OBJECTIVES ▸
1 - Please restate the part of the court opinion that opens with the words containing "In a statement" and closes with "civil rights action.", substituting "the complainant" for "Lorraine" throughout.
2 - Name every criminal charge against Jacobson mentioned in the court opinion.

PROVIDED TEXT ▸
:::

In a statement filed with the Nashua Police Department on the night of September 13, 1998, Lorraine stated, "[Jacobson] was drunk and verbaly [sic] abusive; threw beer at me over my head." Officer Lange claims that when he asked Lorraine why she declined to report that Jacobson had threatened her life, she replied that she loved Jacobson too much and wanted him to get help. At Jacobson's criminal trial in Nashua District Court, Lorraine testified that she did not tell the police officers that he had hurt her or threatened to kill her. Jacobson was acquitted on the charges of simple assault and criminal threatening, although he was convicted of resisting arrest. Jacobson appealed his conviction to superior court for a de novo trial, prior to which the court dismissed the resisting arrest charge. Jacobson then brought this civil rights action.

STANDARD OF REVIEW

Summary judgment is appropriate only "if the pleadings, depositions, answers to interrogatories, and admissions on file, together with the affidavits, if any, show that there is no genuine issue as to any material fact and that the moving party is entitled to judgment as a matter of law." Fed.R.Civ.P. 56(c). A genuine issue is one "that properly can be resolved only by a finder of fact because [it] may reasonably be resolved in favor of either party." Anderson v. Liberty Lobby, Inc., 477 U.S. 242, 250 (1986). A material fact is one that affects the outcome of the suit. See id. at 248.

In ruling on a motion for summary judgment, I must construe the evidence in the light most favorable to the non-movant. See Navarro, 261 F.3d at 94 (citation omitted). The party moving for summary judgment, however, "bears the initial responsibility of informing the district court of the basis for its motion, and identifying those portions of [the record] which it believes demonstrate the absence of a genuine issue of material fact." Celotex Corp. v. Catrett, 477 U.S. 317, 323 (1986). Once the moving party has properly supported its motion, the burden shifts to the nonmoving party to "produce evidence on which a reasonable finder of fact, under the appropriate proof burden, could base a verdict for it; if that party cannot produce such evidence, the motion must be granted." Ayala-Gerena v. Bristol Myers-Squibb Co., 95 F.3d 86, 94 (1st Cir. 1996) (citing Celotex, 477 U.S. at 323; Anderson, 477 U.S. at 249). While courts must exercise restraint in granting summary judgment in cases where the nonmoving party must prove "elusive concepts such as motive or intent . . . summary judgment may be appropriate if the nonmoving party rests merely upon conclusory allegations, improbable inferences, and unsupported speculation." Smith v. Stratus Computer, Inc., 40 F.3d 11, 13 (1st Cir. 1994) (citations and internal quotation marks omitted). I apply this standard in resolving the defendants' motion for summary judgment.

:::

Items listed in a dataset ▸
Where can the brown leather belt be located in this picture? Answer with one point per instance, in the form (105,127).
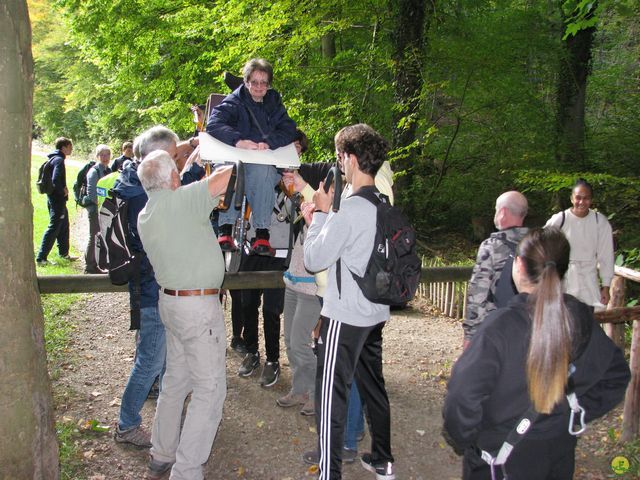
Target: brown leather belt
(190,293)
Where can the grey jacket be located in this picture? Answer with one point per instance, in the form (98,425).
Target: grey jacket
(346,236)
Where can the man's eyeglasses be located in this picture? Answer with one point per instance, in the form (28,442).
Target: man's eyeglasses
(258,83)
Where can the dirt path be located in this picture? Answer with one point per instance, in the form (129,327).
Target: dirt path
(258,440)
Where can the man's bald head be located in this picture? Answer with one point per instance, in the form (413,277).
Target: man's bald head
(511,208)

:::

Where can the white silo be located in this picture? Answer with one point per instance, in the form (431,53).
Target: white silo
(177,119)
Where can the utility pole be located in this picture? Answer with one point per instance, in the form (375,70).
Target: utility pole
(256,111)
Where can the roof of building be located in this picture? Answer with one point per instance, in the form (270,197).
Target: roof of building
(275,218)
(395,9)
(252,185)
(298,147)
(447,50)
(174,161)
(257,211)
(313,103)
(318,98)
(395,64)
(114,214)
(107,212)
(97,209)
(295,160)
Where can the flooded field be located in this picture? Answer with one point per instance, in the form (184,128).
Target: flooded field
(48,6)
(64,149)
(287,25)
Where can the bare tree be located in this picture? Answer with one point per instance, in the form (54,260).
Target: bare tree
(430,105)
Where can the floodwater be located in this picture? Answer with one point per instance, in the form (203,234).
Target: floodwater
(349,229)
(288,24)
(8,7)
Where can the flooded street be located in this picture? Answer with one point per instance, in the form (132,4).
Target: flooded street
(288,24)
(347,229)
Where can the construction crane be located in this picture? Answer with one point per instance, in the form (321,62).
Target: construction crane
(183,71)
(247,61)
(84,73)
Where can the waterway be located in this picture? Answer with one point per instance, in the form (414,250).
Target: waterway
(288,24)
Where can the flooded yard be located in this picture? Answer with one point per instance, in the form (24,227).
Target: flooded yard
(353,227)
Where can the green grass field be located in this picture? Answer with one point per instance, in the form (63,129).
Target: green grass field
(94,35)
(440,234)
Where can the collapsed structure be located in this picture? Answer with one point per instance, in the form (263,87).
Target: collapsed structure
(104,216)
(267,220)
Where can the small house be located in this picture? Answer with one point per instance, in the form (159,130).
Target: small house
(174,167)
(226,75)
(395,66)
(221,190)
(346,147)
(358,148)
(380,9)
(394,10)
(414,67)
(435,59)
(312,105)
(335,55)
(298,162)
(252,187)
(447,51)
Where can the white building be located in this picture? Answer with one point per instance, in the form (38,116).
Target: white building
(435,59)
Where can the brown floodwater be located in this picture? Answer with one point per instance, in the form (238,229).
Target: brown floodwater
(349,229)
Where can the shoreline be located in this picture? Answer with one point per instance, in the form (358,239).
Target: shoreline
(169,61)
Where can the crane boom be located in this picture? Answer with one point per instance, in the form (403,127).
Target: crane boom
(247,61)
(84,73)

:::

ANSWERS TO EACH TASK ▸
1 -
In a statement filed with the Nashua Police Department on the night of September 13, 1998, the complainant stated, "[Jacobson] was drunk and verbaly [sic] abusive; threw beer at me over my head." Officer Lange claims that when he asked the complainant why she declined to report that Jacobson had threatened her life, she replied that she loved Jacobson too much and wanted him to get help. At Jacobson's criminal trial in Nashua District Court, the complainant testified that she did not tell the police officers that he had hurt her or threatened to kill her. Jacobson was acquitted on the charges of simple assault and criminal threatening, although he was convicted of resisting arrest. Jacobson appealed his conviction to superior court for a de novo trial, prior to which the court dismissed the resisting arrest charge. Jacobson then brought this civil rights action.

2 - Simple assault, criminal threatening, and resisting arrest.